◆ Goal of the exercise:
Copy out, from the entries below, each line that holds the string "orange".
************
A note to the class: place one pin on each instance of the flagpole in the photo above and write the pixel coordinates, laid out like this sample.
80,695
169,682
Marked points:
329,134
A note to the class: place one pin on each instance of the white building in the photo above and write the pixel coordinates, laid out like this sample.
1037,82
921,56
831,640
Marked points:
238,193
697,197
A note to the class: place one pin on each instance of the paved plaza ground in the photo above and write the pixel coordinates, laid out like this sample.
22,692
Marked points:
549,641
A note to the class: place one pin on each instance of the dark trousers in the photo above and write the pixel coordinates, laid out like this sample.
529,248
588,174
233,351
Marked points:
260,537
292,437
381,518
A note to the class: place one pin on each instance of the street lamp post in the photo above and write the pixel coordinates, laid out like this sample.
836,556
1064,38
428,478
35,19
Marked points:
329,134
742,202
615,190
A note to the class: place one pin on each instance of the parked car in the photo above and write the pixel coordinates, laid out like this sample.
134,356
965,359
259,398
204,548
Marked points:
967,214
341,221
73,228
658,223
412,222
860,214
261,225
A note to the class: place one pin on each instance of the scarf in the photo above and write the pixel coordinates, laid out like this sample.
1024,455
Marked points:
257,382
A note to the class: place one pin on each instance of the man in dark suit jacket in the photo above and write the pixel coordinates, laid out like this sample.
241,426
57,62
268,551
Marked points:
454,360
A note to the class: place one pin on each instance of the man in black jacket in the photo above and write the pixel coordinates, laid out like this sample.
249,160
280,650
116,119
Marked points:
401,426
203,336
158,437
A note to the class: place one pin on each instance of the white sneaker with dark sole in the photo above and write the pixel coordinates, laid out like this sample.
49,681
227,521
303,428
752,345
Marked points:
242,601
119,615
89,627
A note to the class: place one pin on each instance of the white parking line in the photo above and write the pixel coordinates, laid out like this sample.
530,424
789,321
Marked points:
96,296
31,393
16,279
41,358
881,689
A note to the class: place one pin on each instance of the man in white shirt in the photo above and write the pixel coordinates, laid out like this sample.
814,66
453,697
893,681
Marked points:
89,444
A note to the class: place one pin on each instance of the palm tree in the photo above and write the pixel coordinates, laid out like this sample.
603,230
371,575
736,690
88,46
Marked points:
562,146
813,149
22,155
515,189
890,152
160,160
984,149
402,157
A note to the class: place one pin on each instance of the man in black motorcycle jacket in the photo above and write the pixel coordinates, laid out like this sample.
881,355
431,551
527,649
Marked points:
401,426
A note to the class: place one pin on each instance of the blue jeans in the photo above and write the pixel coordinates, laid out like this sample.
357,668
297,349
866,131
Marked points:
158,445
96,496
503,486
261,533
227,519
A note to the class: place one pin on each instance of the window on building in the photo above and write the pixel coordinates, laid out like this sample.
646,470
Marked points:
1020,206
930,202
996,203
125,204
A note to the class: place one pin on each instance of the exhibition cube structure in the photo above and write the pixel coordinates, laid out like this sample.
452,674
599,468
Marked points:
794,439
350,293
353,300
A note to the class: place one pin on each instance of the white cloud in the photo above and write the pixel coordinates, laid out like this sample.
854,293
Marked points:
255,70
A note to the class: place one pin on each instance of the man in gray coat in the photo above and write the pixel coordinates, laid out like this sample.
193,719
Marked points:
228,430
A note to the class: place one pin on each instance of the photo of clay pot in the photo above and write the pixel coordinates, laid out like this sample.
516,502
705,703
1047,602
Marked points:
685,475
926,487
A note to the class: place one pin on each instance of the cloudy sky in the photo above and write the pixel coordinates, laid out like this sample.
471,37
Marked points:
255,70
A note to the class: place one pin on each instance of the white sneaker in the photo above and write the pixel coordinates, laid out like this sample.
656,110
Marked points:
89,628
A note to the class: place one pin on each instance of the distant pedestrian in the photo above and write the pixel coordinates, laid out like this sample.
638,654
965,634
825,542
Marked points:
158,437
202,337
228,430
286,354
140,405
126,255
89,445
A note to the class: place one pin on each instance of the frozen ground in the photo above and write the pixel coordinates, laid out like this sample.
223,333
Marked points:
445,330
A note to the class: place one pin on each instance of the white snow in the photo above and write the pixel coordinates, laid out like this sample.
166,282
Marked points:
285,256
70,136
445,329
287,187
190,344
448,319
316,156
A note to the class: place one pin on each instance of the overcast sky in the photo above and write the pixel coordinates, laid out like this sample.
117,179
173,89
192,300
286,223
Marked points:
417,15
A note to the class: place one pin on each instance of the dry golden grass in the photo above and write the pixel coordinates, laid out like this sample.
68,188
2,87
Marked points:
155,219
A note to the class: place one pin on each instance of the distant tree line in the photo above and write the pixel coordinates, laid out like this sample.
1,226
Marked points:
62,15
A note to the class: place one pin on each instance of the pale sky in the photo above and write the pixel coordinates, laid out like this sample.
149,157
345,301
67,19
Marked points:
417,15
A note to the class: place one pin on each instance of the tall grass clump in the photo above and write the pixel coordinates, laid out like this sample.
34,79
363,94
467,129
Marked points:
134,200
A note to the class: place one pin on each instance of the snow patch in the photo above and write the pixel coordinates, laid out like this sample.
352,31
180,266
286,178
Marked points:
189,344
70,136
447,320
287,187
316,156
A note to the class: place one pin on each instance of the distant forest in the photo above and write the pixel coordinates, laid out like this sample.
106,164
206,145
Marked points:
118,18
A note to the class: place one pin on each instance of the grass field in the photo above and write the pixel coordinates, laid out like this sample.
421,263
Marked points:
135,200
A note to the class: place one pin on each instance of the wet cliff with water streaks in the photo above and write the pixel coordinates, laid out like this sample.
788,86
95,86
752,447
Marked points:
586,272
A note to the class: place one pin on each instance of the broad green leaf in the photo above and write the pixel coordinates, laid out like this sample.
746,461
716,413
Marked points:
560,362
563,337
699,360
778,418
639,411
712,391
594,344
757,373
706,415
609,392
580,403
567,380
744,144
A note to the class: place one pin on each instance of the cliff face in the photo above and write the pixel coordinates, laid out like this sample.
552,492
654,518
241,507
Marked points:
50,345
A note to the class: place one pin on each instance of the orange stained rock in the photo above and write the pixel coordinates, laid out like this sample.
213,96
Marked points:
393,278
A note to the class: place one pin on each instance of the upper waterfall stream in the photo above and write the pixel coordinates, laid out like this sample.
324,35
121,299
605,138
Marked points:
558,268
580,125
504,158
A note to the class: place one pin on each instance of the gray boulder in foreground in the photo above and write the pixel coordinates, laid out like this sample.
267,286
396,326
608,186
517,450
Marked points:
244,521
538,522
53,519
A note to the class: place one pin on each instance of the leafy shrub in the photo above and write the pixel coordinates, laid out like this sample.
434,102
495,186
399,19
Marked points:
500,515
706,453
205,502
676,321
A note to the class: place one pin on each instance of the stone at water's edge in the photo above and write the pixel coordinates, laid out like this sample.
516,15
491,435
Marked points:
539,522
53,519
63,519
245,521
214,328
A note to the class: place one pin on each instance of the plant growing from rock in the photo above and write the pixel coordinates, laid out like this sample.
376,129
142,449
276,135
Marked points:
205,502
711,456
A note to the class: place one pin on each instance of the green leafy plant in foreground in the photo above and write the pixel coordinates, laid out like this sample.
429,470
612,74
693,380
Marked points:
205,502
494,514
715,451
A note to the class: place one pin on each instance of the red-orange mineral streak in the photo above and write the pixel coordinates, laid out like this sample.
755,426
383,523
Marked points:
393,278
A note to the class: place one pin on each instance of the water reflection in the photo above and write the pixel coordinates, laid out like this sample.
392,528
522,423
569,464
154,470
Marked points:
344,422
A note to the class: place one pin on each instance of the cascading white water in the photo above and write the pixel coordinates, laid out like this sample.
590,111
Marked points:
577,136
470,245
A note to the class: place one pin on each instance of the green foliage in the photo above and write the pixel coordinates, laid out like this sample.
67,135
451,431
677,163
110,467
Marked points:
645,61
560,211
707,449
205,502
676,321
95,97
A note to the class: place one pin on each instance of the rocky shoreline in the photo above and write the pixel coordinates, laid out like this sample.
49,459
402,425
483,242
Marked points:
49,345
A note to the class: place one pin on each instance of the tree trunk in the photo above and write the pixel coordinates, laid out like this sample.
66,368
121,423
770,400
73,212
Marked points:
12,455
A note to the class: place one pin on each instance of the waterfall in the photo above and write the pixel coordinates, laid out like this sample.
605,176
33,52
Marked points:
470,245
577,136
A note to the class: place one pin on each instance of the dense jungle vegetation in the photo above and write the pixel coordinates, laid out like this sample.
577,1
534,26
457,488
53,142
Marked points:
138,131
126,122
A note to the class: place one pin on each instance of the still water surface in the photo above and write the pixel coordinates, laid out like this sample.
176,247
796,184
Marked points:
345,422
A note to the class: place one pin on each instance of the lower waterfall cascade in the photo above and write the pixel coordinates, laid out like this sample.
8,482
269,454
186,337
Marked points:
************
◆ Solution for this problem:
A note to the class: place one pin on each instance of the orange stained rock in the photo above and write the pixel coordinates, laid out like this sample.
A note to the class: place one pin on each instance of the red-orange mineral streak in the photo above and write the pixel coordinates, laid out like this sample.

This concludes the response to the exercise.